What this task involves - Could you lay out every line of the items below as a Markdown table with the columns Row and Line, numbering the rows, skipping blank lines, and leaving the pictures out?

(Image box annotation records)
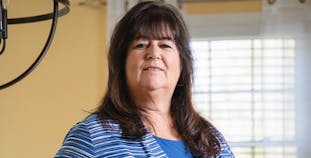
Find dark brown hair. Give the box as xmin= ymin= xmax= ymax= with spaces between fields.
xmin=97 ymin=1 xmax=220 ymax=157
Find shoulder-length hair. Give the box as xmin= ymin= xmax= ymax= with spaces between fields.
xmin=97 ymin=1 xmax=220 ymax=157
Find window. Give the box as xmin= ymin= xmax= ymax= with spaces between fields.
xmin=191 ymin=38 xmax=297 ymax=158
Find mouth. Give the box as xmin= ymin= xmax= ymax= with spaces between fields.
xmin=143 ymin=66 xmax=164 ymax=71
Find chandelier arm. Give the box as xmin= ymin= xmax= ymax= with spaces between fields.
xmin=0 ymin=0 xmax=58 ymax=90
xmin=8 ymin=0 xmax=70 ymax=24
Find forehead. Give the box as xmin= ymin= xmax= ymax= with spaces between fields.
xmin=134 ymin=22 xmax=175 ymax=40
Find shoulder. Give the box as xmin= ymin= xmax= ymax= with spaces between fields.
xmin=55 ymin=114 xmax=121 ymax=158
xmin=210 ymin=126 xmax=234 ymax=158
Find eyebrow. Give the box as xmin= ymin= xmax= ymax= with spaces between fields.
xmin=135 ymin=35 xmax=174 ymax=41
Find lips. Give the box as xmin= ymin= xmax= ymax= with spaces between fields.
xmin=143 ymin=66 xmax=164 ymax=71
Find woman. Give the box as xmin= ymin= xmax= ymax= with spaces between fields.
xmin=56 ymin=2 xmax=234 ymax=158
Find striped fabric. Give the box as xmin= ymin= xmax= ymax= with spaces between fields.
xmin=55 ymin=114 xmax=234 ymax=158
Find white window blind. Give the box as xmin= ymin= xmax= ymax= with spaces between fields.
xmin=191 ymin=38 xmax=297 ymax=158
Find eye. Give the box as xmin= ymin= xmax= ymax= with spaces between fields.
xmin=135 ymin=43 xmax=147 ymax=48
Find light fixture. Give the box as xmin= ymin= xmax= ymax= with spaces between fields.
xmin=0 ymin=0 xmax=70 ymax=90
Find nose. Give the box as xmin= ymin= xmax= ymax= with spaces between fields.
xmin=146 ymin=42 xmax=161 ymax=60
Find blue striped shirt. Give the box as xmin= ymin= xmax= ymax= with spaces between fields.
xmin=55 ymin=114 xmax=234 ymax=158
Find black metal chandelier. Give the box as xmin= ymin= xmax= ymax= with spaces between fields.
xmin=0 ymin=0 xmax=70 ymax=90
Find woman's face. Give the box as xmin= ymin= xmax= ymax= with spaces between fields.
xmin=125 ymin=37 xmax=181 ymax=92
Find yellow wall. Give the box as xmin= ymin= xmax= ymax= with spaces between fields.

Solution to the exercise -
| Row | Line |
|---|---|
| 1 | Find dark brown hair. Give the box as xmin= ymin= xmax= ymax= with spaces between fields. |
| 2 | xmin=97 ymin=1 xmax=220 ymax=157 |
| 3 | Find shoulder-length hair. Give the box as xmin= ymin= xmax= ymax= with spaces between fields. |
| 4 | xmin=97 ymin=1 xmax=220 ymax=157 |
| 5 | Find window. Give the box as xmin= ymin= xmax= ymax= with spaces between fields. |
| 6 | xmin=191 ymin=38 xmax=297 ymax=158 |
| 7 | Find mouth. Give the box as xmin= ymin= xmax= ymax= with spaces between fields. |
| 8 | xmin=143 ymin=66 xmax=164 ymax=71 |
| 9 | Find chandelier arm. Give the box as xmin= ymin= xmax= ymax= with spaces between fields. |
| 10 | xmin=0 ymin=0 xmax=58 ymax=90 |
| 11 | xmin=8 ymin=0 xmax=70 ymax=24 |
| 12 | Find forehead. Give the box as xmin= ymin= xmax= ymax= with spaces between fields. |
| 13 | xmin=134 ymin=22 xmax=175 ymax=40 |
| 14 | Find shoulder. Give the box as xmin= ymin= xmax= ymax= with spaces between fields. |
| 15 | xmin=55 ymin=114 xmax=121 ymax=158 |
| 16 | xmin=210 ymin=126 xmax=234 ymax=158 |
| 17 | Find eyebrow. Give the box as xmin= ymin= xmax= ymax= with spaces between fields. |
| 18 | xmin=135 ymin=35 xmax=174 ymax=41 |
| 19 | Find lips. Give the box as xmin= ymin= xmax= ymax= with spaces between fields. |
| 20 | xmin=143 ymin=66 xmax=164 ymax=71 |
| 21 | Find woman. Give the box as xmin= ymin= xmax= ymax= with spaces between fields. |
| 22 | xmin=56 ymin=2 xmax=234 ymax=158 |
| 23 | Find striped fabric. Give the box as xmin= ymin= xmax= ymax= with spaces between fields. |
| 24 | xmin=55 ymin=114 xmax=234 ymax=158 |
| 25 | Find white window blind. Give the box as xmin= ymin= xmax= ymax= with spaces between fields. |
| 26 | xmin=191 ymin=38 xmax=297 ymax=158 |
| 27 | Find eye. Give the box as xmin= ymin= xmax= ymax= with spaces between fields. |
| 28 | xmin=135 ymin=43 xmax=147 ymax=48 |
| 29 | Find light fixture. Give the box as xmin= ymin= xmax= ymax= with spaces between fields. |
| 30 | xmin=0 ymin=0 xmax=70 ymax=90 |
| 31 | Find nose. Give the box as xmin= ymin= xmax= ymax= with spaces between fields. |
| 32 | xmin=146 ymin=42 xmax=161 ymax=60 |
| 33 | Find blue striped shirt. Give the box as xmin= ymin= xmax= ymax= with spaces between fields. |
| 34 | xmin=55 ymin=114 xmax=234 ymax=158 |
| 35 | Find black metal chandelier. Give the box as xmin= ymin= xmax= ymax= with spaces between fields. |
| 36 | xmin=0 ymin=0 xmax=70 ymax=90 |
| 37 | Find woman's face. Give the box as xmin= ymin= xmax= ymax= with spaces between fields. |
| 38 | xmin=125 ymin=37 xmax=181 ymax=92 |
| 39 | Find yellow wall. Give the box as xmin= ymin= xmax= ymax= with spaces between fields. |